## What to work on
Return the material exactly as supplied, apart from the pictures, which are omitted.
::::
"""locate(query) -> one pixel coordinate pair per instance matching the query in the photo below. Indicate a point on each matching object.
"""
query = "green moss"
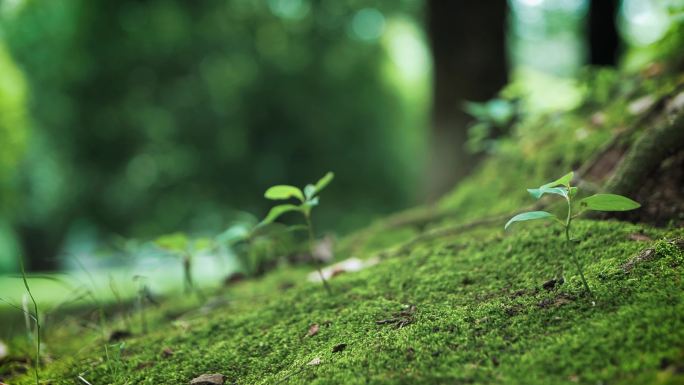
(481, 317)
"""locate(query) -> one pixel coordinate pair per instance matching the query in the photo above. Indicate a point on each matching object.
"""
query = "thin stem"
(35, 309)
(571, 248)
(307, 216)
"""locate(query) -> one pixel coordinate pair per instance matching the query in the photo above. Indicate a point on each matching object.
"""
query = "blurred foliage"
(159, 116)
(13, 121)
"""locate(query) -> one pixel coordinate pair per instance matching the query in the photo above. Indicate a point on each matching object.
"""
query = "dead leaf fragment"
(639, 237)
(644, 256)
(641, 105)
(209, 379)
(118, 335)
(167, 352)
(313, 330)
(4, 351)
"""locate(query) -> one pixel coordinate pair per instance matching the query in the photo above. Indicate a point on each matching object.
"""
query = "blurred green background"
(129, 119)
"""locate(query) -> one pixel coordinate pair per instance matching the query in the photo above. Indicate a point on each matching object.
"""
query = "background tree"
(467, 39)
(603, 35)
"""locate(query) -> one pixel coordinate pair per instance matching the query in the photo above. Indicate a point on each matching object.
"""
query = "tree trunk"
(469, 63)
(603, 35)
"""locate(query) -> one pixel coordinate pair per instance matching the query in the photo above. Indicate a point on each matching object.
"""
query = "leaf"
(538, 192)
(609, 202)
(202, 244)
(562, 181)
(323, 182)
(177, 242)
(284, 191)
(309, 191)
(528, 216)
(313, 330)
(234, 234)
(277, 211)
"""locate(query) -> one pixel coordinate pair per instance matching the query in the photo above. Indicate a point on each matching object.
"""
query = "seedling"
(36, 319)
(253, 243)
(307, 200)
(597, 202)
(180, 245)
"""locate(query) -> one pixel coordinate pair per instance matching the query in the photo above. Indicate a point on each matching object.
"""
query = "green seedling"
(307, 199)
(254, 244)
(36, 319)
(181, 245)
(598, 202)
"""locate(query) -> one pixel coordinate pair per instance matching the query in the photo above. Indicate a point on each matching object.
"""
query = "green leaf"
(277, 211)
(177, 242)
(284, 191)
(201, 244)
(234, 234)
(528, 216)
(327, 178)
(538, 192)
(609, 202)
(551, 187)
(562, 181)
(309, 191)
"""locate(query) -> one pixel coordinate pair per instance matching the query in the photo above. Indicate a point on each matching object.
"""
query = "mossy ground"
(472, 305)
(481, 316)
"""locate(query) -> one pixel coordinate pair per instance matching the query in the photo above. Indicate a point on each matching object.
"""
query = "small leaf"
(309, 191)
(323, 182)
(177, 242)
(609, 202)
(202, 244)
(313, 330)
(277, 211)
(538, 192)
(562, 181)
(528, 216)
(284, 191)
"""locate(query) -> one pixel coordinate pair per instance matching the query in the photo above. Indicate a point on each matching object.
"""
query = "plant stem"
(35, 309)
(187, 273)
(311, 250)
(571, 248)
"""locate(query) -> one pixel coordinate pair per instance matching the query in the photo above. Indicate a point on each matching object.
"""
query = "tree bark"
(467, 39)
(603, 35)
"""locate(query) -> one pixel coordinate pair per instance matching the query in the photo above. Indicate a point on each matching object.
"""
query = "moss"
(481, 316)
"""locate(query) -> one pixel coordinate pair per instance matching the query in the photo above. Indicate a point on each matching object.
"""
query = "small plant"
(253, 244)
(307, 200)
(36, 319)
(181, 245)
(598, 202)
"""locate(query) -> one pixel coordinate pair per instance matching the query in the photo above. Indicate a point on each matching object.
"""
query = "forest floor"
(454, 299)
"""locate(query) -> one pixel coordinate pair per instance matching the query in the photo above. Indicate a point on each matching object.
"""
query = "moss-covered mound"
(469, 309)
(451, 301)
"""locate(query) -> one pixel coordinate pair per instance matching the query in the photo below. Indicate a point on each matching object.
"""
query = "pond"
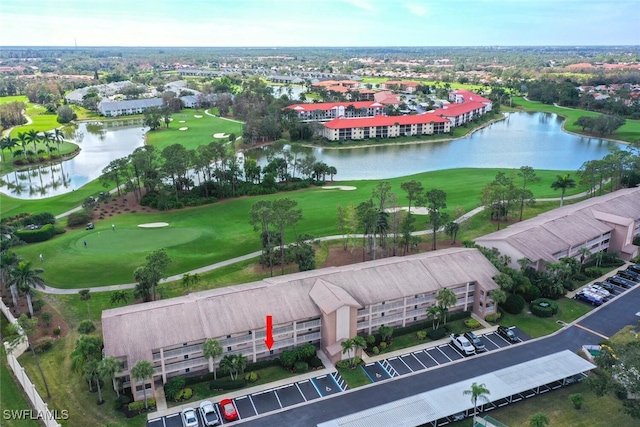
(521, 139)
(99, 144)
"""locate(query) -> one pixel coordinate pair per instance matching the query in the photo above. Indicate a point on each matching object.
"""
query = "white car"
(462, 344)
(189, 417)
(209, 414)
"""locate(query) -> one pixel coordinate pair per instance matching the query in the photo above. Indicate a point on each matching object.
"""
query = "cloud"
(416, 9)
(362, 4)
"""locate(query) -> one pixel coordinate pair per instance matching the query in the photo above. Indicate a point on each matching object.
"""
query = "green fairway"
(201, 129)
(208, 234)
(628, 133)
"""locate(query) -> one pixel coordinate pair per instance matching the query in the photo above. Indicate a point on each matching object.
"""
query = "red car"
(229, 411)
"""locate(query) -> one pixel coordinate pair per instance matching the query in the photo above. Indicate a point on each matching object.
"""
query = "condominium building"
(606, 223)
(322, 307)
::::
## Exercise output
"""locate(query) -> one pixel coordinate pair per instance matching the query in the photo below. Indicate a point on each matching object.
"""
query = "green moss"
(481, 317)
"""locate(query) -> one pixel coordinate pair per instance matching the query in the photo above. Indicate a point on each matching object.
"""
query = "thin stem"
(35, 309)
(571, 248)
(307, 216)
"""locate(query) -> one pixel coordinate pair per instance matching the query in the photo above. Indicate a point on each matching object.
"""
query = "blurred foliage"
(159, 116)
(13, 121)
"""locate(query) -> one pixel coordinate pair per instance matching the query in the photo above. Indicate a point on each matching object.
"""
query = "dead leaf fragment"
(639, 237)
(644, 256)
(641, 105)
(209, 379)
(118, 335)
(167, 352)
(313, 330)
(4, 351)
"""locate(query) -> one pixel coordinate pair per instance matching the query in the photo above. Indicate a point on each matching object.
"""
query = "blurred green background"
(129, 119)
"""locate(query) -> one pixel coordinate pair per instance matching the query in the photo above. Indicate a point on each matching object.
"""
query = "background tree"
(467, 39)
(603, 35)
"""locate(query) -> one pixel coordinate pair per instance matching the query in the photo above. Indicate a point on each matching object.
"""
query = "tree trunk"
(469, 63)
(603, 35)
"""locate(query) -> one pixel coordinate pair per instance matching the query in the photo above. Indicate a point on each matching object.
"""
query = "leaf"
(538, 192)
(609, 202)
(202, 244)
(562, 181)
(323, 182)
(177, 242)
(284, 191)
(309, 191)
(528, 216)
(313, 330)
(234, 234)
(277, 211)
"""locate(query) -> one pixel coordinate pair per instance matching the query in the photo above. Indicate a point on each matching object.
"""
query = "seedling"
(36, 319)
(253, 243)
(307, 200)
(597, 202)
(180, 245)
"""locate(query) -> one pixel coordinate pair per instance matching the query in the photo above. Indicate a point on each matching object.
"""
query = "green seedling"
(307, 199)
(254, 244)
(36, 319)
(181, 245)
(598, 202)
"""locate(query) -> one pixel coordinate pair per instance matching the query in the photo above. Indicate a point on each matching object.
"""
query = "green leaf"
(277, 211)
(177, 242)
(284, 191)
(201, 244)
(234, 234)
(528, 216)
(327, 178)
(538, 192)
(609, 202)
(551, 187)
(562, 181)
(309, 191)
"""locate(query) -> one pixel coordinate pair per instance matching the query in the photo above. Indicate a point on each matching object.
"""
query = "mossy ground"
(472, 305)
(481, 316)
"""locate(query) -> one pixel coordinate pair per instance matching the query in the photo above. Indicate a point on each matching object.
"""
query = "small leaf"
(309, 191)
(323, 182)
(177, 242)
(609, 202)
(202, 244)
(313, 330)
(277, 211)
(538, 192)
(562, 181)
(528, 216)
(284, 191)
"""locate(query) -> one pixel coordinate pair per instance matching the query in the photo above. Indicate a point on each matching object.
"""
query = "plant stem"
(35, 309)
(187, 273)
(311, 250)
(571, 248)
"""locate(query) -> one pixel coordinate pair per instance matching the query in the photo above. Indicate a point on each matching object.
"""
query = "tree bark"
(467, 39)
(603, 35)
"""locate(query) -> one pixel coordinate pair per instance matching the query in the photo above. Indicate a point on each matching object.
"""
query = "moss"
(481, 316)
"""locate(query) -> one pixel coordinate pair per instance matching the query in the photo above. Indicate a point on each matching object.
"""
query = "small plant"
(253, 244)
(307, 200)
(36, 319)
(181, 245)
(598, 202)
"""locate(query) -> one pixel coordinate pair per instance matching the query in the photo above. Indicate a point on each matching object.
"""
query = "forest floor"
(454, 299)
"""locate(query) -> one pixel coordinate pair per instance matching the query in the photo above. Indicate a point on each matching object.
"""
query = "moss-covered mound"
(469, 309)
(451, 301)
"""locate(query) -> one pixel coordinate pair per instance matching the query in the photo below. Indicate a point on each matching object.
"""
query = "pond"
(521, 139)
(99, 144)
"""locate(query) -> one pixel coordinate pair per instance matching the query in the photo above. Indicate a point on each matching object.
"""
query = "white car"
(462, 344)
(189, 417)
(209, 414)
"""locate(query) -> one pixel coordinate pair per instance matching the query in the photo above. Indicate a point on each matching object.
"""
query = "cloud"
(416, 9)
(362, 4)
"""locate(query) -> one pixel coordinate pair per instance matching the query in the photo above. Indicate a point on each matching object.
"""
query = "green fairway"
(201, 129)
(208, 234)
(628, 133)
"""locate(query) -> one pixel coordinate pair per instance matching the query in the photo above. Indicate a point on each matching object.
"""
query = "red car"
(229, 411)
"""locate(query) -> one pixel coordinate pair per instance matching the query in the photo above. Indicate a point on each matching object.
"""
query = "condominium building"
(606, 223)
(322, 307)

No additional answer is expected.